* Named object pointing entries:
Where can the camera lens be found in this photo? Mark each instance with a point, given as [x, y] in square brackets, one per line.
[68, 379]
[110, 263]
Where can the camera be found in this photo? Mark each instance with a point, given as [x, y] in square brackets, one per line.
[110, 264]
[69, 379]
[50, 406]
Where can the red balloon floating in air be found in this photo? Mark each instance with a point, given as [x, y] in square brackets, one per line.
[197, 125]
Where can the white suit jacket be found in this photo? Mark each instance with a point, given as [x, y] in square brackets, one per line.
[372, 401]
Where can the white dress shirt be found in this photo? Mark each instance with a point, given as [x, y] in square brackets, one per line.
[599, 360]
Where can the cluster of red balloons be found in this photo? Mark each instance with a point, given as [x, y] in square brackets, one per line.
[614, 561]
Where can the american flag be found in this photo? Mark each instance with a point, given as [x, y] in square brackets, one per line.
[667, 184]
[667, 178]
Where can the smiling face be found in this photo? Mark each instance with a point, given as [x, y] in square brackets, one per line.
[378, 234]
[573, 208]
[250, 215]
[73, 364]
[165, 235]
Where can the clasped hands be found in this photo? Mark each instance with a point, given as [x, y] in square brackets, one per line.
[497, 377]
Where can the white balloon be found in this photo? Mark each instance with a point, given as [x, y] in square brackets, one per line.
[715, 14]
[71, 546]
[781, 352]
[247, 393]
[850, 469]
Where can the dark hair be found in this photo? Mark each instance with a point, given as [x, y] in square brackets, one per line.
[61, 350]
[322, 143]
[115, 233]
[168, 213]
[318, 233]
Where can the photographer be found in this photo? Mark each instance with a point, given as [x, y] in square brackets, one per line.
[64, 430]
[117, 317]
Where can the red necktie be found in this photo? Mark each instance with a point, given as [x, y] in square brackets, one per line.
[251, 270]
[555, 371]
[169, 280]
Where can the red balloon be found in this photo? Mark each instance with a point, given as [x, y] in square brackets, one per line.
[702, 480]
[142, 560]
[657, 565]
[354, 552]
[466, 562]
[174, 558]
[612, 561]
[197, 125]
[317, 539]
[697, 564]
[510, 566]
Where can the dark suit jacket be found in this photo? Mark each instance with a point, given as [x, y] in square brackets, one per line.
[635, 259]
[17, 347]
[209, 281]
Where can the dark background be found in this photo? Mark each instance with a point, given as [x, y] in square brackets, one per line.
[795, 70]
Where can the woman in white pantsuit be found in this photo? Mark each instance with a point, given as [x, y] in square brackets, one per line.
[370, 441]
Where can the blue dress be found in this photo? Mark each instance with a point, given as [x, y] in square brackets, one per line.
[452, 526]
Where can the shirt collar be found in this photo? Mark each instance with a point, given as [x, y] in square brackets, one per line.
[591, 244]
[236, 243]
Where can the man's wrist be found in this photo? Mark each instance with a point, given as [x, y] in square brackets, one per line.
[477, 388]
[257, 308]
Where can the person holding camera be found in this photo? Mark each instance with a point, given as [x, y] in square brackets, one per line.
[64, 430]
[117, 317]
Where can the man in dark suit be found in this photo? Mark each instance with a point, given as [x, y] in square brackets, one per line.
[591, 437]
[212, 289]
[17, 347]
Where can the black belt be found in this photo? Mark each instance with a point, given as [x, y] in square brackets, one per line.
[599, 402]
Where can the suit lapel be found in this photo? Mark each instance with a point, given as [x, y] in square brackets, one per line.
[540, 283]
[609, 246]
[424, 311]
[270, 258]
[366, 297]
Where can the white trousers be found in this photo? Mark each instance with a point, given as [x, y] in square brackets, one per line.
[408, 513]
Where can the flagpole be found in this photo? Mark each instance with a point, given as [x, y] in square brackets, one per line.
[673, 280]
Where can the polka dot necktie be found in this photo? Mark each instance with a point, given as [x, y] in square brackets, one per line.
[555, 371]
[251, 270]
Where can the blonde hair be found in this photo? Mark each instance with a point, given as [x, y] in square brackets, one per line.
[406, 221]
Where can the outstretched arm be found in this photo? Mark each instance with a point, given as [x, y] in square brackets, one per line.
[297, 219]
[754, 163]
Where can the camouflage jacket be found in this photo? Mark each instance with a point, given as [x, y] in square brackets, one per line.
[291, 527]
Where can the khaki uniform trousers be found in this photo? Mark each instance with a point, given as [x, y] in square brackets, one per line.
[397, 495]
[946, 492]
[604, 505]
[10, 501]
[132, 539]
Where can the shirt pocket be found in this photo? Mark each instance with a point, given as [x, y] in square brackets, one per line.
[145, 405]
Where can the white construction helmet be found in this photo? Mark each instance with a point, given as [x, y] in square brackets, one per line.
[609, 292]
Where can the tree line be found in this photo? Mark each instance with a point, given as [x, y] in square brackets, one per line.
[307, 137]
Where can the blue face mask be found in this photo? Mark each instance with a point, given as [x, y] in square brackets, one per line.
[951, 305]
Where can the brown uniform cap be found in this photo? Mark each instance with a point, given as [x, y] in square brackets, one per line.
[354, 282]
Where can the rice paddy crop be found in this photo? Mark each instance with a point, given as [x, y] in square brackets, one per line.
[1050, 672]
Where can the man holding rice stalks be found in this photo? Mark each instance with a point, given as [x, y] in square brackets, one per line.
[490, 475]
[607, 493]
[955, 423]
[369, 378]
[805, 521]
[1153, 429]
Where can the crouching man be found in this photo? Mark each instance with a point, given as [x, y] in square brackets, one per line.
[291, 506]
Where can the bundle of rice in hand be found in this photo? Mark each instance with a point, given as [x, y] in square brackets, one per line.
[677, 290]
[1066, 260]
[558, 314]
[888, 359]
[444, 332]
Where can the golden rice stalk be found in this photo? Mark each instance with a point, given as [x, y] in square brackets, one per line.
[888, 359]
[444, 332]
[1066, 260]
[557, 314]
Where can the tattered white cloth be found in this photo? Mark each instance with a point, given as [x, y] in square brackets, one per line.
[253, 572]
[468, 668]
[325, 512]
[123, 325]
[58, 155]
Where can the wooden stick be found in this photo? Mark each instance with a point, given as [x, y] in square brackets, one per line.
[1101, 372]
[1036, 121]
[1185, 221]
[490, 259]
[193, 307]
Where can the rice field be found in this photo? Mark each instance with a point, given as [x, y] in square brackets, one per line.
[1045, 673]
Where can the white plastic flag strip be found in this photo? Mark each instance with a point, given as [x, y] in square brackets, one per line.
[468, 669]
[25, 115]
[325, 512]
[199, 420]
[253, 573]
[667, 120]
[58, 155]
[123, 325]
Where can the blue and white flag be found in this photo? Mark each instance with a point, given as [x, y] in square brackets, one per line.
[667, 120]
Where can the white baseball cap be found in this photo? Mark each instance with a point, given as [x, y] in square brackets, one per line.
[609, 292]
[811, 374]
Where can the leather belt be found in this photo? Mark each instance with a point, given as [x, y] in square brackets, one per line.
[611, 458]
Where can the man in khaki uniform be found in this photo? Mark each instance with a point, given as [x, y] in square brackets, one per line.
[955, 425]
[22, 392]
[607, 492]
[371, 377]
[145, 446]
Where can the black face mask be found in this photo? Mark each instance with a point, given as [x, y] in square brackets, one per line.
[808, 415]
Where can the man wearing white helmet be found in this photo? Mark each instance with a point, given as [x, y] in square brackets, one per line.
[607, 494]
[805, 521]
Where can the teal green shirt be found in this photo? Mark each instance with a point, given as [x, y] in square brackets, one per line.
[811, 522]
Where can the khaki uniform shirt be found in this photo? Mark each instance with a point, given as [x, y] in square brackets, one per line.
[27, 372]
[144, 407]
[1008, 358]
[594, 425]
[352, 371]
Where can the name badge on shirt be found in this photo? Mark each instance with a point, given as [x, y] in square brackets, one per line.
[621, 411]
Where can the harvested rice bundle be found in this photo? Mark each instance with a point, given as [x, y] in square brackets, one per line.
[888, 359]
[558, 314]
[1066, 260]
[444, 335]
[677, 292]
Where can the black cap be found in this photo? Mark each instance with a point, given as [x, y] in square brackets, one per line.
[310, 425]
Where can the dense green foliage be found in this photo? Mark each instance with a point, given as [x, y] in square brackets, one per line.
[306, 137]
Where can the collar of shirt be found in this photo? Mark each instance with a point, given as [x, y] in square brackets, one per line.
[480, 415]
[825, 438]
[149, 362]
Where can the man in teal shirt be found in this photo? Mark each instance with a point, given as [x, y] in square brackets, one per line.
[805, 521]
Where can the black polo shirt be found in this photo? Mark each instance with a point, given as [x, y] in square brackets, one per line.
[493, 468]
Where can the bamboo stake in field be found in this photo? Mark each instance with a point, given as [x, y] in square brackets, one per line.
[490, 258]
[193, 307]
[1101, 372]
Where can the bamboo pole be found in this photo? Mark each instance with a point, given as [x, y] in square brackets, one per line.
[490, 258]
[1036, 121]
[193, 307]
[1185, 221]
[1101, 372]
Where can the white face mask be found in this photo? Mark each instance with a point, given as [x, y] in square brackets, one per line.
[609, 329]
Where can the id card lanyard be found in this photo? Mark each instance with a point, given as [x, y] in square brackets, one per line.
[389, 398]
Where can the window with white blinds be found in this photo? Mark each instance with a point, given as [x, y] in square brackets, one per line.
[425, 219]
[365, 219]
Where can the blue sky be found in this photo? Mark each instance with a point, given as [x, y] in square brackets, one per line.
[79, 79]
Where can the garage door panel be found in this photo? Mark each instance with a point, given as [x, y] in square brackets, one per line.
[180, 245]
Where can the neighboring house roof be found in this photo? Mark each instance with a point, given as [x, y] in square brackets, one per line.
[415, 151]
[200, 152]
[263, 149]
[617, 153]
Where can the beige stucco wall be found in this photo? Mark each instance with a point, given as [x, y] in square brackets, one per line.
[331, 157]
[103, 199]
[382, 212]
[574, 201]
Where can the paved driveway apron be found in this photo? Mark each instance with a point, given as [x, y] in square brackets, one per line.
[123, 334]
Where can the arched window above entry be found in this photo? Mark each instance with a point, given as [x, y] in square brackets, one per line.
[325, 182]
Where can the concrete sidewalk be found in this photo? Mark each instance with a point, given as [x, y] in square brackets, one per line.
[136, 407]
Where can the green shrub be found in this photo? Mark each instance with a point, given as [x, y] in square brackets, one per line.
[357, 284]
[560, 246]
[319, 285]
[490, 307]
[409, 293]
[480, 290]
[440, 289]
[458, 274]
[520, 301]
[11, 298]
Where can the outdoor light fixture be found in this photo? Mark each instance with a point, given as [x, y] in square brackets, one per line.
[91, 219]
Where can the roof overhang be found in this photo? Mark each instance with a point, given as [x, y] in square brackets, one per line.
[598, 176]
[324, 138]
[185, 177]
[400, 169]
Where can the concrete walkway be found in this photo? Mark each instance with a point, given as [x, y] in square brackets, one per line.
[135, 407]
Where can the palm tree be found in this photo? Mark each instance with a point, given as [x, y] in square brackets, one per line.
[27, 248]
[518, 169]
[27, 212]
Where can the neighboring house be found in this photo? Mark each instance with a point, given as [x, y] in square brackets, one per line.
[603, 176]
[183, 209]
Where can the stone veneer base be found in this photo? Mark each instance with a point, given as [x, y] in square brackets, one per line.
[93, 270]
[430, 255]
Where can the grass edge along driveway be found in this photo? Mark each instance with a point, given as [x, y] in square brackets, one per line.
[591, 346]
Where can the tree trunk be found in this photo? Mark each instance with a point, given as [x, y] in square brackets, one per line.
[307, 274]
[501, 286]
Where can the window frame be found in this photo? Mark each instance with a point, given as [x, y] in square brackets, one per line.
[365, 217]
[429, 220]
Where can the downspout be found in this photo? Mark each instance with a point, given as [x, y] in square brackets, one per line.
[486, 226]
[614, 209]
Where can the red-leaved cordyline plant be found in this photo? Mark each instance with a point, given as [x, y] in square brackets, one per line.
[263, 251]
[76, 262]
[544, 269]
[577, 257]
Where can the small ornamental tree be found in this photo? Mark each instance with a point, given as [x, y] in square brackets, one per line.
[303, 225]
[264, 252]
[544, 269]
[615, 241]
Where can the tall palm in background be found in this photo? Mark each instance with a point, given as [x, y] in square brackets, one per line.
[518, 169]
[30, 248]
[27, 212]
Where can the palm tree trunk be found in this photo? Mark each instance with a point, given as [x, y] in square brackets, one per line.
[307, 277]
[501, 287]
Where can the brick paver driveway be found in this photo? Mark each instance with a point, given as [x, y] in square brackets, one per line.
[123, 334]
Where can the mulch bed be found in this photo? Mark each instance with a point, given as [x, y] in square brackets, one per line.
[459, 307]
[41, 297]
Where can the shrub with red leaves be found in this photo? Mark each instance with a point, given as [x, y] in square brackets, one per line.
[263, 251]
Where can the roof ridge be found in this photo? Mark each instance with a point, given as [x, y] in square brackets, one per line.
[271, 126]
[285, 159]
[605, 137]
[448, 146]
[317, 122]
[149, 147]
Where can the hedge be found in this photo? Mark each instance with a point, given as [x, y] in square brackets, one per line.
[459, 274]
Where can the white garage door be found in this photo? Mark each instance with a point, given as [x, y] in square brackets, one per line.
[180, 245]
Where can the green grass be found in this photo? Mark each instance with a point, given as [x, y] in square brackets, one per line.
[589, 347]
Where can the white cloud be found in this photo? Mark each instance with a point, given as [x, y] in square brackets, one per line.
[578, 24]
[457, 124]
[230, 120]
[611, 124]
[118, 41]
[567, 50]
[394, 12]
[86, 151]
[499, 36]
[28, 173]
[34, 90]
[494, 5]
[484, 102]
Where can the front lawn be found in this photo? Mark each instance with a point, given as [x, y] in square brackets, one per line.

* Aim: Extract every line from the one containing "Where can the white garage" to the end of the entries, including both of those lines, exactly as given and with nothing added.

* Full answer:
Where can the white garage door be found in this photo? Mark each instance with a point, given as [x, y] in square brackets, one per line.
[180, 245]
Where can the green grass be found in this photo? Mark each instance with a point, given as [x, y] in square brackets, one per line.
[589, 347]
Where can the white cloud be found in this photo? Mark each instance with a point, given as [x, y] in square brackets, one per line.
[578, 24]
[457, 124]
[230, 120]
[611, 124]
[118, 41]
[567, 50]
[394, 12]
[86, 151]
[499, 36]
[28, 173]
[34, 90]
[494, 5]
[484, 102]
Where can the front lawn be found in this photo? Mark each instance with a point, given as [x, y] in square brackets, one per line.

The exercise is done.